**SET PROBLEM**
Turn every line of the records below into a numbered list, leaving out any blank lines. Keep the pictures out of your answer.

**INPUT FOR THIS TASK**
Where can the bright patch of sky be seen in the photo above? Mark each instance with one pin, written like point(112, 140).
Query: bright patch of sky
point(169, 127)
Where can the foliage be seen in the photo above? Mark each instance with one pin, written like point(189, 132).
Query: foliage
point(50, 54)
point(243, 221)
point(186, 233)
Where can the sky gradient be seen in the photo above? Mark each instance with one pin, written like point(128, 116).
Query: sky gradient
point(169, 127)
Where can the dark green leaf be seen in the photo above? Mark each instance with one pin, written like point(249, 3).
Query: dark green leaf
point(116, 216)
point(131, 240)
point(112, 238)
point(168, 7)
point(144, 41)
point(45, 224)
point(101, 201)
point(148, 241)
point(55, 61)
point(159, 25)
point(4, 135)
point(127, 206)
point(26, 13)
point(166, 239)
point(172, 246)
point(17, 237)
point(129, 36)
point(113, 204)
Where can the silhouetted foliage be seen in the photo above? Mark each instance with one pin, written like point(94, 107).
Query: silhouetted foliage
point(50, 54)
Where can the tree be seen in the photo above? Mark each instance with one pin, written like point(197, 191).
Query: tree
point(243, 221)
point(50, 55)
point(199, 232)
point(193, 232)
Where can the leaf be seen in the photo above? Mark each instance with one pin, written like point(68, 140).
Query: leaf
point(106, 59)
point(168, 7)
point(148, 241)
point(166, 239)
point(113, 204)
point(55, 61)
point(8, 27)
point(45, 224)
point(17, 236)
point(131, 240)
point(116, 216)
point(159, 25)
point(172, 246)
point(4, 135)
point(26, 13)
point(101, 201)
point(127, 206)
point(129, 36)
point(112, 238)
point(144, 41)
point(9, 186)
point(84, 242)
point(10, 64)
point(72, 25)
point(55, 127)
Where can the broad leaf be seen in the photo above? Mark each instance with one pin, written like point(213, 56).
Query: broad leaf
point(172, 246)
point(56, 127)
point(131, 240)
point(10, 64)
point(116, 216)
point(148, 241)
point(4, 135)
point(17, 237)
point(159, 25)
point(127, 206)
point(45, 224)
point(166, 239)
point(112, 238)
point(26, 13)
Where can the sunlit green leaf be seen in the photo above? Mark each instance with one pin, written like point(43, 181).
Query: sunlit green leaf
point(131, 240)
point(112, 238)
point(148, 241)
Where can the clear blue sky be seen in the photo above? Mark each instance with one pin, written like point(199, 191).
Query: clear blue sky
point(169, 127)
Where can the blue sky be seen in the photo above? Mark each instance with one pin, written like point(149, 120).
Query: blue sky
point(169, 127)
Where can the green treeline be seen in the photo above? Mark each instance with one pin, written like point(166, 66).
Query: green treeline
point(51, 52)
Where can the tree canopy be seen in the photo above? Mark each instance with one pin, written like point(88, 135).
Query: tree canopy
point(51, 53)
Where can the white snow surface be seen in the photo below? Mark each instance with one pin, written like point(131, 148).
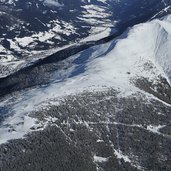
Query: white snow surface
point(113, 64)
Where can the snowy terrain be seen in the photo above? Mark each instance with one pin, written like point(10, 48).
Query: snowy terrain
point(90, 90)
point(116, 64)
point(35, 29)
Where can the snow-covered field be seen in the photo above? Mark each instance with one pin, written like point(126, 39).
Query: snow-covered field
point(141, 52)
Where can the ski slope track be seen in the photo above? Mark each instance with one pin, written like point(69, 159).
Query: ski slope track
point(109, 101)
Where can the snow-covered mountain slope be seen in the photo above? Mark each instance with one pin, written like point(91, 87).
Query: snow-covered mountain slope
point(109, 103)
point(34, 29)
point(141, 56)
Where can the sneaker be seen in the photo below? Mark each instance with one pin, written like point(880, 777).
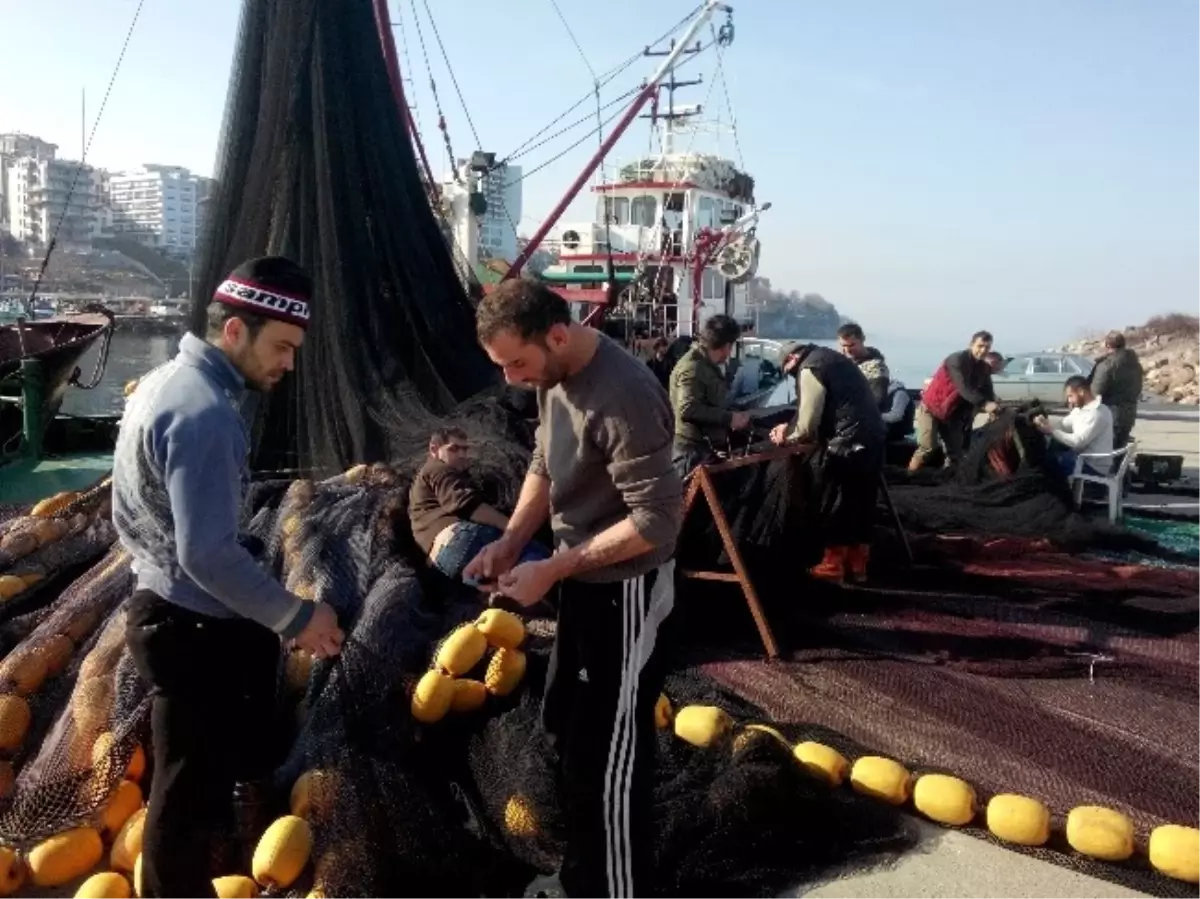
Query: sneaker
point(546, 886)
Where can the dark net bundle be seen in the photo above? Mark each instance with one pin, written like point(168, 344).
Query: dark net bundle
point(316, 165)
point(88, 707)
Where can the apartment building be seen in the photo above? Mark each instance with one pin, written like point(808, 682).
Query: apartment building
point(48, 198)
point(156, 205)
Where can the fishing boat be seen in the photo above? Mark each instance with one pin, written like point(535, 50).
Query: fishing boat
point(39, 364)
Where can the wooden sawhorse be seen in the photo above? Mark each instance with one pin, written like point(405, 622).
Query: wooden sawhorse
point(701, 483)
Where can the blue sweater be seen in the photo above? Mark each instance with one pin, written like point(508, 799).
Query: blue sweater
point(180, 474)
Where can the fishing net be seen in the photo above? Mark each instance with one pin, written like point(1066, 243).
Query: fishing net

**WRITTEN SOLUTION**
1. Where can the bright patch of sky be seen in the photo above? Mark each instance with one pin, written like point(112, 140).
2. Query: bright patch of sky
3. point(169, 127)
4. Where can the foliage be seen in the photo above? Mark each instance with one pin, written like point(189, 132).
5. Query: foliage
6. point(50, 54)
7. point(243, 221)
8. point(186, 233)
9. Where can the sky gradient be seen in the photo above? Mark each instance with one pin, written like point(128, 116).
10. Query: sky gradient
11. point(169, 127)
12. Where can the dark green leaf be seen in the photo above? Mark each instance with one pin, written like point(249, 3).
13. Query: dark green leaf
14. point(116, 216)
15. point(131, 240)
16. point(112, 238)
17. point(168, 7)
18. point(144, 41)
19. point(45, 224)
20. point(101, 201)
21. point(148, 241)
22. point(55, 61)
23. point(159, 25)
24. point(4, 135)
25. point(127, 206)
26. point(26, 13)
27. point(166, 239)
28. point(172, 246)
29. point(17, 237)
30. point(129, 36)
31. point(113, 204)
32. Where can the silhouetted foliage be seen in the photo above? Mark each instance with one pin, written like point(94, 107).
33. Query: silhouetted foliage
34. point(50, 54)
35. Where can the tree be seen in the photo above? Mark each instance with one pin, written like point(197, 191).
36. Query: tree
37. point(243, 221)
38. point(50, 55)
39. point(199, 232)
40. point(193, 232)
41. Where can the leaf be seen in the photo above? Mark each instance with one pin, written like point(68, 140).
42. Query: leaf
43. point(106, 59)
44. point(168, 7)
45. point(148, 241)
46. point(166, 239)
47. point(113, 204)
48. point(55, 61)
49. point(8, 27)
50. point(45, 224)
51. point(17, 236)
52. point(131, 240)
53. point(116, 216)
54. point(159, 25)
55. point(172, 246)
56. point(4, 135)
57. point(26, 13)
58. point(101, 201)
59. point(127, 206)
60. point(129, 36)
61. point(112, 238)
62. point(144, 41)
63. point(9, 186)
64. point(84, 242)
65. point(10, 64)
66. point(72, 25)
67. point(55, 127)
68. Where can the broad leaf be seen in the photo above? Mark each instance with one pin, written like point(213, 56).
69. Query: broad leaf
70. point(172, 246)
71. point(56, 127)
72. point(131, 240)
73. point(10, 64)
74. point(116, 216)
75. point(148, 241)
76. point(4, 135)
77. point(17, 237)
78. point(159, 25)
79. point(127, 206)
80. point(45, 224)
81. point(166, 239)
82. point(112, 238)
83. point(26, 13)
84. Where can the sunlit green leaf be seen in the photo above? Mark each instance with one pin, written like point(43, 181).
85. Query: sunlit green leaf
86. point(131, 240)
87. point(112, 238)
88. point(148, 241)
89. Where can the clear blue sky be seen in the photo above? Mark each instance with one pin, written like point(199, 191).
90. Query: clear blue sky
91. point(169, 127)
92. Where can the blue sky be seen in the photo above? Mark each instance with one pin, written like point(149, 120).
93. Query: blue sky
94. point(169, 127)
95. Where can the green treeline be seen in the photo above? Mark each instance with one pin, written like point(166, 66).
96. Query: green treeline
97. point(51, 52)
98. Where can the tree canopy be seen in the photo above? Mark each instance with one pin, written like point(88, 135).
99. Query: tree canopy
100. point(51, 53)
101. Where can the white snow surface be seen in the photo below? Mark each instance with one pin, written like point(131, 148).
102. Query: white snow surface
103. point(113, 64)
104. Where can the snowy terrain be seen in the photo above? Mark each instance with one pin, written like point(10, 48).
105. Query: snowy terrain
106. point(90, 90)
107. point(116, 64)
108. point(35, 29)
109. Where can the snow-covered field be seen in the photo above? Mark each instance with one pin, written like point(126, 39).
110. Query: snow-covered field
111. point(141, 52)
112. Where can the ski slope track be seen in the photo above? Mark each instance with one pin, written like point(69, 159).
113. Query: ski slope track
114. point(109, 101)
115. Where can the snow-covered mountain slope be seen in the photo above? Mark each instance with one pin, written like point(91, 87).
116. Query: snow-covered mountain slope
117. point(109, 103)
118. point(34, 29)
119. point(141, 56)
120. Where can the sneaker be seen in the photo below? Mark each instance with one pin, written like point(880, 777).
121. Query: sneaker
122. point(546, 886)
123. Where can the dark net bundle be seen in the photo above? Mark each instance with one pin, written like point(168, 344).
124. Query: dark net bundle
125. point(316, 165)
126. point(88, 707)
127. Where can the apartment building be seen in the photo above? Mark each instance with one pin, written like point(808, 682).
128. Query: apartment building
129. point(48, 198)
130. point(156, 205)
131. Where can the fishing boat be seen in the photo above? Mark each instance with one pin, written like point(535, 50).
132. Query: fishing boat
133. point(39, 364)
134. Where can the wooden sawhorse be seen in the photo above? Mark each instance with one pin, written like point(405, 622).
135. Query: wooden sawhorse
136. point(701, 483)
137. Where can the blue sweater be seen in the photo above? Mark each instance with one pin, written like point(508, 799).
138. Query: blue sweater
139. point(180, 474)
140. Where can the fishing net be seen in the photo above? Mark each instance with one pin, written like point(1066, 243).
141. Query: fishing net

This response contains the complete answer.